**WHAT IS ASKED:**
Convert the records below, from the line containing "One point marks each instance of the woman's" through the end of the records, inclusive, into a two-column CSV headed instruction and coordinates. Include only those records, one row each, with every field in quotation marks and any line breaks inside a field replaced by spaces.

====

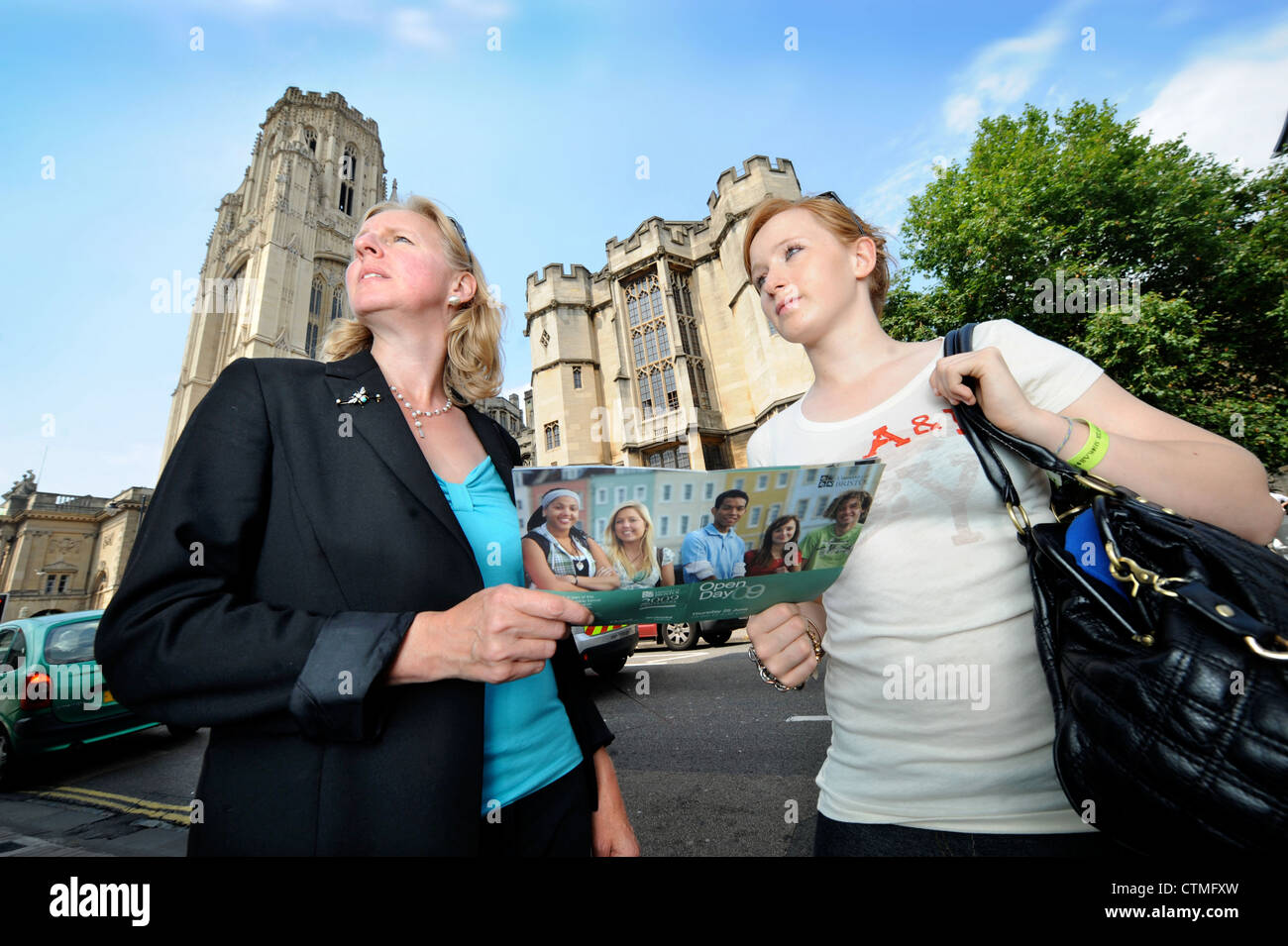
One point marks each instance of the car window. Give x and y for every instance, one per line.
x=71, y=644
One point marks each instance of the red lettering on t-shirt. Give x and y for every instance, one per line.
x=881, y=437
x=921, y=424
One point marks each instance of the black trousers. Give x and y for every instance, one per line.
x=553, y=821
x=853, y=839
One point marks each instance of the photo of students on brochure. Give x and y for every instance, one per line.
x=645, y=545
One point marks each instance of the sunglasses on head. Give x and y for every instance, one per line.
x=462, y=232
x=832, y=196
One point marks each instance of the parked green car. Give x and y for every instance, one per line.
x=52, y=691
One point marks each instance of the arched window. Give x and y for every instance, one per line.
x=348, y=177
x=314, y=328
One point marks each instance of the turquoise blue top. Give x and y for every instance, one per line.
x=527, y=738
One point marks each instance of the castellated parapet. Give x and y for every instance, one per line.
x=684, y=362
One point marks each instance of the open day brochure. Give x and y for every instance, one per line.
x=820, y=502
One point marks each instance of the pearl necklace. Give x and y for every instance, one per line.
x=416, y=413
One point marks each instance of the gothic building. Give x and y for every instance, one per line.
x=662, y=357
x=273, y=275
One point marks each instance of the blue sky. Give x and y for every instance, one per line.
x=532, y=146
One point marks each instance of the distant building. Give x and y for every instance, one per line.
x=664, y=357
x=509, y=415
x=64, y=553
x=273, y=275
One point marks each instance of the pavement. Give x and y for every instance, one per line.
x=44, y=828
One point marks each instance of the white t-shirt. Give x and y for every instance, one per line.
x=940, y=712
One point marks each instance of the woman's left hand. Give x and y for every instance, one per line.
x=610, y=829
x=999, y=394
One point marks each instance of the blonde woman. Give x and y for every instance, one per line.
x=327, y=580
x=629, y=543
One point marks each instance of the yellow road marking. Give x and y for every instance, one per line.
x=161, y=811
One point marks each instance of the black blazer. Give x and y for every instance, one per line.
x=286, y=551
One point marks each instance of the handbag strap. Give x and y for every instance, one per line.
x=983, y=434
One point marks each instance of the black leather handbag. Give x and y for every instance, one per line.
x=1171, y=700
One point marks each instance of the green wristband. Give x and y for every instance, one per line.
x=1094, y=451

====

**REPLY:**
instruction,coordinates
"One point marks each instance of the woman's left hand. Give x and y for every instance, one per line.","x=610, y=829 x=999, y=394"
"One point marks each instance of the blonde woman. Give x and y for every instance, one per line.","x=327, y=580 x=629, y=543"
"One point marks each instance of the yellow road marking. Give x and y for every instance, one per line.","x=161, y=811"
"One point marks each instance of the black blazer. Give x and y for every instance, one per line.","x=286, y=551"
"One point marks each instance of the handbag strap. Give x and y for every instance, one per line.","x=983, y=434"
"One point marks each instance of the black leather handbag. Give x and y for every instance, one per line.","x=1171, y=700"
"One point marks each instance of the green wristband. Give x and y for every instance, one per line.","x=1094, y=451"